::: Dataset :::
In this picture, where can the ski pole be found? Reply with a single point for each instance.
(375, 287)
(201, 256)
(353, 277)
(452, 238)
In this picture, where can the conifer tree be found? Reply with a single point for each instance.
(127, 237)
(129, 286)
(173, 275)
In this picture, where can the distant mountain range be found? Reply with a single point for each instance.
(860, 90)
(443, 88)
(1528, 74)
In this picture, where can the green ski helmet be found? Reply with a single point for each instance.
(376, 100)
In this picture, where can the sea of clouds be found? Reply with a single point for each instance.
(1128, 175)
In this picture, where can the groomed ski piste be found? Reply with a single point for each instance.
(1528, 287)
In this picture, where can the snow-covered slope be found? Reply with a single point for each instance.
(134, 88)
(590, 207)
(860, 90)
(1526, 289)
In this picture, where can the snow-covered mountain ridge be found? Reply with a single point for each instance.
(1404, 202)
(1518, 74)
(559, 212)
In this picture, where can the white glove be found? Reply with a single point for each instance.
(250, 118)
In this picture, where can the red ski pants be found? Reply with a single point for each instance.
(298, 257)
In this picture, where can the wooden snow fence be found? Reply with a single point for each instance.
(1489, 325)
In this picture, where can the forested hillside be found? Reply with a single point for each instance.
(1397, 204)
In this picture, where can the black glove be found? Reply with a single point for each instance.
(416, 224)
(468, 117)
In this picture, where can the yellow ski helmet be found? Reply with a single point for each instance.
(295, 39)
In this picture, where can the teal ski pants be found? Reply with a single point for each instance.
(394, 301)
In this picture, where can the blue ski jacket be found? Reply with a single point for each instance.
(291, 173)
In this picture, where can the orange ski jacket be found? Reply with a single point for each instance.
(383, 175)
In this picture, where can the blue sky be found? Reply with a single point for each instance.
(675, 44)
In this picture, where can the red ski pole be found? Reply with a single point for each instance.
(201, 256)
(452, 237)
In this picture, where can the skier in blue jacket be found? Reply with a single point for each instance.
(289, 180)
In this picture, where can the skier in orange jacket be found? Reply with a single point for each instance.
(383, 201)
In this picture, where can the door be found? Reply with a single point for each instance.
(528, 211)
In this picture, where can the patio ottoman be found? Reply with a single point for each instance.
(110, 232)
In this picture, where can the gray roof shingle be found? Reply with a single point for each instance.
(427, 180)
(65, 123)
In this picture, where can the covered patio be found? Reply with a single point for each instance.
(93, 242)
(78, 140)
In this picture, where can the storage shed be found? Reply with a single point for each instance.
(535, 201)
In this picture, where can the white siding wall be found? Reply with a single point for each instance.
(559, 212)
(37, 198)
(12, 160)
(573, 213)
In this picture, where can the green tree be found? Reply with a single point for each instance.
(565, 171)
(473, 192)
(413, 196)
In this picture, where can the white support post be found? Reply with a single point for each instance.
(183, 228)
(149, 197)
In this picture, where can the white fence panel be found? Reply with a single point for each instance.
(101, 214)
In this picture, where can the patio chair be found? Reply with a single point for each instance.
:::
• Required action
Every line from the one containing "In this picture, where can the patio ottoman" to the end of the material above must be written out exactly. Nothing else is wanted.

• Solution for this problem
In this picture, where can the patio ottoman be found? Reply with a single point for each instance.
(110, 232)
In this picture, where can the gray roof shingle be found? Reply with a single point for each instance.
(427, 180)
(65, 123)
In this picture, where can the covered patio be found? Reply with a single point for each instance.
(93, 242)
(78, 140)
In this picture, where can the storage shed be found? Reply with a single point for each instance.
(535, 201)
In this picture, where can the white siding wall be found? Reply with a single point for each instance.
(559, 212)
(37, 198)
(12, 160)
(573, 213)
In this picture, where can the green tree be found? Reply with a single point for each instance.
(565, 171)
(473, 192)
(413, 196)
In this picture, where can the white support post be found? Reply with a single point for each instance.
(183, 228)
(149, 197)
In this picture, where can the white fence panel be found? Reply with a single point for each instance.
(101, 214)
In this picture, where can the patio chair be found? Reply with a single point for each instance.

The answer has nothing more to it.